[Items from a dataset]
* * *

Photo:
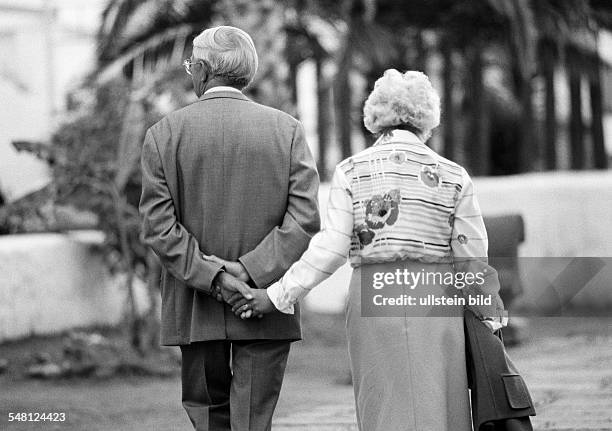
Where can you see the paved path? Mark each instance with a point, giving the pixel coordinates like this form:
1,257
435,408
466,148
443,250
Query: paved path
569,375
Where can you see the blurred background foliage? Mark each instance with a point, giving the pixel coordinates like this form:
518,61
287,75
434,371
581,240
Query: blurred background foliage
495,62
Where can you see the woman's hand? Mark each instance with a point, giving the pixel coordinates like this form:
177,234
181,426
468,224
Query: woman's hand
258,306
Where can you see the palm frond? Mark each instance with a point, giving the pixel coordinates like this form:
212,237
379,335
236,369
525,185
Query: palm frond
174,38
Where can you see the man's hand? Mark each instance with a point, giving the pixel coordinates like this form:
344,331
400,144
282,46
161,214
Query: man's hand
259,305
228,288
234,268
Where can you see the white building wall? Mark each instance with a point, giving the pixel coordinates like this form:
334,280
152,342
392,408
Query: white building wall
45,48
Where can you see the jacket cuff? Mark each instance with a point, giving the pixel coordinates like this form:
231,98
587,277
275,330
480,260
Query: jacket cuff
211,270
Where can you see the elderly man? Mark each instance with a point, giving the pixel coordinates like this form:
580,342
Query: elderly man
228,177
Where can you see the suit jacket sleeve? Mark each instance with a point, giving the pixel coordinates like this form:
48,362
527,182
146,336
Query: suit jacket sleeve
177,248
285,244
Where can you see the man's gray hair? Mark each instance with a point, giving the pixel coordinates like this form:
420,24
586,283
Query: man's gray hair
230,53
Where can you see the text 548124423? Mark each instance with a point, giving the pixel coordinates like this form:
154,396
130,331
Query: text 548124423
37,417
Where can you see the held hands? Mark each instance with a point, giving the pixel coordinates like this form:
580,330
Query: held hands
260,304
231,287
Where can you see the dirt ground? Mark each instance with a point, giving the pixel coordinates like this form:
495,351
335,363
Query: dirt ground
567,363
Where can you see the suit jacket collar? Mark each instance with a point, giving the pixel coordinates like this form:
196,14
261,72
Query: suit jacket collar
224,95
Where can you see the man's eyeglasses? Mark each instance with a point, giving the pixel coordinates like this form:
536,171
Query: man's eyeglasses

* * *

» **PROBLEM DESCRIPTION**
Return the listing above line for line, without the pictures.

» **TASK ANSWER**
Photo:
Where can you see the paved path? Mark each instance with a point, giving the pixel coordinates like this form:
1,257
435,408
466,148
443,250
Query: paved path
569,375
Where can you see the blurred background foliage? Mark each instance with a point, giving the pixel coordinates like this form:
518,61
287,75
434,371
581,240
Query: blurred background foliage
495,62
Where can you see the woman's hand? Mark each instance with a point, giving the pixel coordinates like this form:
177,234
181,426
468,224
Query: woman's hand
258,306
Where can you see the palm frond? Mark each instance with a point, giving the pixel coordinates like this form:
212,237
379,335
236,369
525,185
Query: palm frond
174,38
Where can you see the man's hand? Mark each instance with a point, giving the pixel coordinates like this form:
344,331
400,144
282,46
161,214
Query: man's hand
259,305
228,288
234,268
Where can you see the white building wall? Mark each instance with a point, giving the pixel coordinates like this form:
334,280
152,342
392,408
Query: white building wall
45,48
Where can you see the jacket cuff? Mark each instance with a point, giving the pixel coordinates like this form:
231,98
587,277
275,330
480,260
Query: jacket cuff
211,270
Where can you see the elderly man? Mark each instance with a point, giving the pixel coordinates like this form:
580,342
Query: elderly man
228,177
Where can you see the suit jacket sleeve? Mark each instance with a point, giving the pixel coordinates like this form:
48,362
527,182
146,336
Query: suit jacket sleeve
177,248
285,244
Where can you see the man's gray hair? Mark each instance with a point, giving the pixel coordinates like this form:
420,24
586,283
Query: man's gray hair
230,53
Where can you see the text 548124423? Mark each instance with a point, giving the pixel coordinates like this form:
154,396
130,331
Query: text 548124423
37,417
Where can you see the held hands? Mark each instance with a point, giving the pixel coordinates like this form:
580,330
Query: held hands
260,304
231,287
Where can you see the dirt ground? Mark each instance with a point, giving the pixel coordinates like this form:
495,351
335,363
Query: dirt ground
567,363
Where can you see the suit jacket collar? Mark each instance with a point, giving the pixel coordinates like this form:
196,14
261,72
Query: suit jacket collar
224,95
Where can you see the man's eyeglasses? Mark each instance with a point, giving the pixel coordinates like this form:
536,171
Query: man's eyeglasses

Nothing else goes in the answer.